* **DIRECTIONS FOR THIS TASK**
Reproduce the records below, substituting "integer bounding boxes" for every occurrence of "integer pixel boxes" and leaving all other text unchanged.

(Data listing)
□ □ □ □ □ □ □
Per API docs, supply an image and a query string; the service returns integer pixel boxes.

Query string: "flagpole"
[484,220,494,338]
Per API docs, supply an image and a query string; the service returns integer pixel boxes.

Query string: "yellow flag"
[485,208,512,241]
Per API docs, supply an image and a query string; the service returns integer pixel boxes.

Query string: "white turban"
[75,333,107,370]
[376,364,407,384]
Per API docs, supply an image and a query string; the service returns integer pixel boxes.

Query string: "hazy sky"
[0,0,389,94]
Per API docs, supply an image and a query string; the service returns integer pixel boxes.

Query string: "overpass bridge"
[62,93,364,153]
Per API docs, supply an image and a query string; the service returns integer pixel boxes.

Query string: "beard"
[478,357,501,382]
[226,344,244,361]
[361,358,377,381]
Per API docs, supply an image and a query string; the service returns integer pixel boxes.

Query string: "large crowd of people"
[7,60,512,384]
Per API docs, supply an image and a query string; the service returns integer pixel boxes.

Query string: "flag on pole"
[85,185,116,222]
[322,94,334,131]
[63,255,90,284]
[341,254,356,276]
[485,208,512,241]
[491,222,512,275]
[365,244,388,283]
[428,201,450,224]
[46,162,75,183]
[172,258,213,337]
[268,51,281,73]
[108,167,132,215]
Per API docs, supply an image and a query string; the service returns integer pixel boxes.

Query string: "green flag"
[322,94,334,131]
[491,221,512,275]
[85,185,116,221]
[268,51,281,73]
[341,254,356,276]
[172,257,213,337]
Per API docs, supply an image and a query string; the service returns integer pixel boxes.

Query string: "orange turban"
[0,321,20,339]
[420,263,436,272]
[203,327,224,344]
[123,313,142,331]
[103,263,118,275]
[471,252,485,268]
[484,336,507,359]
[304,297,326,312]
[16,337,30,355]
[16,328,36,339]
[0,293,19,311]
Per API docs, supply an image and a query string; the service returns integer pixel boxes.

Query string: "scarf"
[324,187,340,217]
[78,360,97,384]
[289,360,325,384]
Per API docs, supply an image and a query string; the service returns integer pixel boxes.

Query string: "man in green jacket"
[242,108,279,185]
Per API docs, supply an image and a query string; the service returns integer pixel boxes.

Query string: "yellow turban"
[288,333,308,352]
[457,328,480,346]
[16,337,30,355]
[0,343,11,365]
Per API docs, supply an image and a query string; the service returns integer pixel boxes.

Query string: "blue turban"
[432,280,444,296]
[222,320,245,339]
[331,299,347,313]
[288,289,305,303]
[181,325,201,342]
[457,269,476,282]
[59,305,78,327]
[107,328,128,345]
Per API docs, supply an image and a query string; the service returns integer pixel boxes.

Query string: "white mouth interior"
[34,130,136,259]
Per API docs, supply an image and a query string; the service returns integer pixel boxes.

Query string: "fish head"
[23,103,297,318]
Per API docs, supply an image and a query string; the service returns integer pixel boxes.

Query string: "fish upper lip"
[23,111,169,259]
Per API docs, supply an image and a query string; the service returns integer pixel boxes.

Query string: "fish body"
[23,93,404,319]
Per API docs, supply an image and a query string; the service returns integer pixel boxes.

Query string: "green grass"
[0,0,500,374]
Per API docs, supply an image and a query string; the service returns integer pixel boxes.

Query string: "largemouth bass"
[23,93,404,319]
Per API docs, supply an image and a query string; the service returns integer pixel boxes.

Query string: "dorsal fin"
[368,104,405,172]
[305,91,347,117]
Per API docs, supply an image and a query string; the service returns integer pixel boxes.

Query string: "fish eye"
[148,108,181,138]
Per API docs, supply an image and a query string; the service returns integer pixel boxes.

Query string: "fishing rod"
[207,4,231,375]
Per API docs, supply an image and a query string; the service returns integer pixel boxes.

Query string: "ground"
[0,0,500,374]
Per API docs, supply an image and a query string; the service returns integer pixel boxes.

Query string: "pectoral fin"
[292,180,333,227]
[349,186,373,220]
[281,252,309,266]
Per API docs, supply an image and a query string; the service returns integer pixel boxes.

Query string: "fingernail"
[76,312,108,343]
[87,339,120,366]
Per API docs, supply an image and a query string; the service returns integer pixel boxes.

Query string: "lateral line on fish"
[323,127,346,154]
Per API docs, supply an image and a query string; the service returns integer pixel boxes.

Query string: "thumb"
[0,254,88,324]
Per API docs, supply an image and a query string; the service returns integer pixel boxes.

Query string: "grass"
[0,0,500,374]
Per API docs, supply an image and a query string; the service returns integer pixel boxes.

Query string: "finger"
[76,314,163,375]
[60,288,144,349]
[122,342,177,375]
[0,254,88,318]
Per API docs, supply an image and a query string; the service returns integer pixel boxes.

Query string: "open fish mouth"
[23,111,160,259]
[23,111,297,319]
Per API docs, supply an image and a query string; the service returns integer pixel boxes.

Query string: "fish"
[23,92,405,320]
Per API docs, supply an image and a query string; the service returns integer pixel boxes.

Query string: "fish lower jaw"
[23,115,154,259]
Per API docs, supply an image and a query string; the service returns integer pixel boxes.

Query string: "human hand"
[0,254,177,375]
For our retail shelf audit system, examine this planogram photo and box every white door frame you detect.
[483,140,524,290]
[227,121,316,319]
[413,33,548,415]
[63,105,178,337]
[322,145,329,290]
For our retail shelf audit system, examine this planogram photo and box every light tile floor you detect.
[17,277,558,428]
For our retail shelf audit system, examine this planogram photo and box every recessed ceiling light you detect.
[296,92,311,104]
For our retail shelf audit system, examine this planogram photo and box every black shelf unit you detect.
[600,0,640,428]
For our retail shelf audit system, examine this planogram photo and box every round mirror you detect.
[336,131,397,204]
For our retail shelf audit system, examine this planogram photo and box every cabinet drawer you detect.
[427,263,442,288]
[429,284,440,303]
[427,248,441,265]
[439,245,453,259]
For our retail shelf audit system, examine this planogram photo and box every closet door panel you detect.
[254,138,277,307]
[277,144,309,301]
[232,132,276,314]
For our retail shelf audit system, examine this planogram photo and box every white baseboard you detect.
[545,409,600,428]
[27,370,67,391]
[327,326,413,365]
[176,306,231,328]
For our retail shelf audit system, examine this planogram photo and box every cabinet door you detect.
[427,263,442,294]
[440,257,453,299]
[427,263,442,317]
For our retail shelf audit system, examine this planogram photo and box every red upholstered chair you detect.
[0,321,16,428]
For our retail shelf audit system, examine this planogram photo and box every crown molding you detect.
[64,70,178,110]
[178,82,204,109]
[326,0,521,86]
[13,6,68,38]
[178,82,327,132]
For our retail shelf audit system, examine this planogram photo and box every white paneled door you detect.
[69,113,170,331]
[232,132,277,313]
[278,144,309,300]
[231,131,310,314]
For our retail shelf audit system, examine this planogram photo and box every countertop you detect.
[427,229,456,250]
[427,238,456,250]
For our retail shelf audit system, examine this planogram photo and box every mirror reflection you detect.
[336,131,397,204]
□ □ □ □ □ □ □
* **EXERCISE SOLUTION**
Per API docs, supply an image and a query string; the service returns integer bounding boxes.

Query string: "flagpole"
[484,220,494,338]
Per API docs, supply an image and a query string; the service returns integer bounding boxes.

Query string: "yellow flag"
[485,208,512,241]
Per API docs, supply an image and a query string; the service returns integer bounding boxes.

Query string: "white turban"
[75,333,107,370]
[376,364,407,384]
Per API docs, supply an image and a query string; the service returns integer bounding boxes.

Query string: "hazy sky"
[0,0,389,94]
Per API docs, supply an image and a query string; the service returns integer bounding boxes.

Query string: "overpass bridge"
[62,93,364,153]
Per API docs, supply an image and a query string; the service returns integer bounding boxes.

Query string: "beard"
[478,357,501,382]
[226,344,244,361]
[361,358,377,381]
Per API docs, supply an image and a query string; the service returns integer bounding boxes.

Query string: "large crowd of people"
[7,60,512,384]
Per API docs, supply an image and a query string; the service returns integer bounding boxes.

Query string: "flag on pole"
[85,185,116,222]
[322,94,334,131]
[63,255,90,284]
[341,254,356,276]
[485,208,512,241]
[491,222,512,275]
[365,244,388,283]
[428,201,450,224]
[46,162,75,183]
[172,258,213,337]
[268,51,281,73]
[108,167,132,215]
Per API docs, supply an image and a query string; the service returns integer bounding boxes.

Query string: "green flag"
[322,94,334,131]
[491,221,512,275]
[85,185,116,221]
[268,51,281,73]
[341,254,356,276]
[172,257,213,337]
Per API docs, supply an image and a query string; the service returns integer bounding boxes.

Query string: "orange turban"
[0,321,20,339]
[420,263,436,272]
[203,327,224,344]
[123,313,142,331]
[103,263,118,275]
[471,252,485,268]
[484,336,507,359]
[304,297,326,312]
[16,337,30,355]
[16,328,36,339]
[0,293,19,311]
Per API docs, supply an image and a query string; the service returns integer bounding boxes.

Query string: "scarf"
[324,187,340,217]
[78,360,97,384]
[289,360,325,384]
Per API docs, supply an image and a query string; the service returns integer bounding boxes.

Query string: "man in green jacket"
[242,108,279,185]
Per API docs, supply an image and a query string; the service returns integer bounding boxes.

Query string: "yellow turban"
[288,333,308,352]
[457,328,480,346]
[16,337,30,355]
[0,343,11,365]
Per API docs, supply an image and a query string; the service returns integer bounding boxes.

Query string: "blue turban"
[432,280,444,296]
[222,320,245,339]
[331,299,347,313]
[288,289,305,303]
[181,325,201,342]
[457,269,476,282]
[59,305,78,327]
[107,328,128,345]
Per API docs, supply an image and a query string; the service returns integer bounding boxes.

Query string: "white mouth interior"
[34,130,136,259]
Per API docs, supply an image and a query string; the service returns integer bounding boxes.

Query string: "fish head"
[23,103,297,318]
Per API docs, supply an image and a query string; the service returns integer bounding boxes.

Query string: "fish upper lip"
[23,111,169,259]
Per API docs, supply an image and a query string; the service returns integer bounding boxes.

Query string: "fish body"
[23,93,404,319]
Per API docs, supply an image and a query string; the service returns integer bounding boxes.

Query string: "green grass"
[0,0,500,374]
Per API docs, supply an image and a query string; the service returns integer bounding boxes.

Query string: "largemouth bass"
[23,93,404,319]
Per API docs, supply an image and a query string; the service returns integer bounding boxes.

Query string: "dorsal fin"
[368,104,405,172]
[305,91,347,117]
Per API docs, supply an image and a query string; the service returns integer bounding boxes.

Query string: "fish eye"
[148,108,181,138]
Per API docs, supply an image and a query string; the service returns integer bounding boxes.

Query string: "fishing rod"
[207,4,231,375]
Per API docs, supply an image and a query string; the service returns integer bounding boxes.

Query string: "ground"
[0,0,500,374]
Per API docs, supply an image and a query string; the service returns integer bounding boxes.

Query string: "pectoral fin"
[292,180,333,227]
[349,186,373,220]
[281,252,309,266]
Per API docs, supply an image and a query string; the service returns integer bounding boxes.

Query string: "fingernail"
[76,312,108,343]
[87,339,120,366]
Per API docs, supply an image and a query string; the service returns integer bounding boxes.

Query string: "lateral line on fish"
[323,127,346,154]
Per API docs, supply an image and a query string; the service returns integer bounding boxes.

Query string: "thumb"
[0,254,88,324]
Per API docs, supply an image and a query string; the service returns integer bounding boxes.

Query string: "grass"
[0,0,500,374]
Per API docs, supply an image and a query string; the service returns integer bounding boxes.

Query string: "finger"
[76,314,163,375]
[60,288,144,349]
[122,342,177,375]
[0,254,88,318]
Per API docs, supply an image and a query string; the service returns integer bounding boxes.

Query string: "open fish mouth"
[23,111,160,259]
[23,111,297,319]
Per API docs, supply an image and a query string; the service returns integer bounding boxes.

Query string: "fish"
[23,92,405,320]
Per API docs, supply an image and a query string; the service returns integer bounding boxes.

Query string: "fish lower jaw"
[23,115,154,259]
Per API docs, supply an image and a query string; the service returns integer bounding boxes.

Query string: "human hand"
[0,254,177,375]
For our retail shelf audit system, examine this planogram photo and box every white door frame you detect.
[483,140,524,290]
[227,121,316,319]
[413,33,548,415]
[63,105,178,337]
[322,145,329,290]
For our retail shelf audit system, examine this planogram photo and box every light tile floor you detect.
[17,277,558,428]
For our retail shelf audit system, examine this planogram photo and box every recessed ceiling light you detect.
[296,92,311,104]
For our retail shelf audit system, examine this planogram photo and box every black shelf unit you detect.
[600,0,640,428]
For our retail shelf audit system, examine this planogram photo and box every round mirror you detect.
[336,131,397,204]
For our retail shelf audit system, examine this planogram photo and box every cabinet drawer you detect.
[427,263,442,288]
[429,284,440,303]
[427,248,441,265]
[439,245,453,259]
For our retail shelf audit system, examine this planogram photo and box every closet door panel you detect.
[254,138,277,307]
[277,144,309,301]
[232,132,276,314]
For our retail shelf audit system, examine this planogram photo and box every white baseboard you detect.
[545,409,600,428]
[27,370,67,391]
[327,326,413,365]
[176,306,231,328]
For our retail shelf audit system, examine this planogram photo and box every cabinet door you detect.
[427,263,442,294]
[440,257,453,299]
[427,263,442,317]
For our retail shelf audit system, examine this planogram photo and box every red upholstered chair you detect.
[0,321,16,428]
For our retail shelf audit system, examine this planogram photo and box every crown molding you detect.
[64,70,178,110]
[178,82,204,109]
[326,0,521,86]
[13,6,68,38]
[178,82,327,132]
For our retail shelf audit system, examine this planogram photo and box every white paneled door you detect.
[69,113,170,331]
[232,132,277,313]
[278,144,309,300]
[231,131,310,314]
For our retail shelf audit system, examine this planogram photo and box every countertop you detect.
[427,229,456,250]
[427,238,456,250]
For our retail shelf audit system, examine this planogram photo and box every mirror reflection you detect.
[336,131,397,204]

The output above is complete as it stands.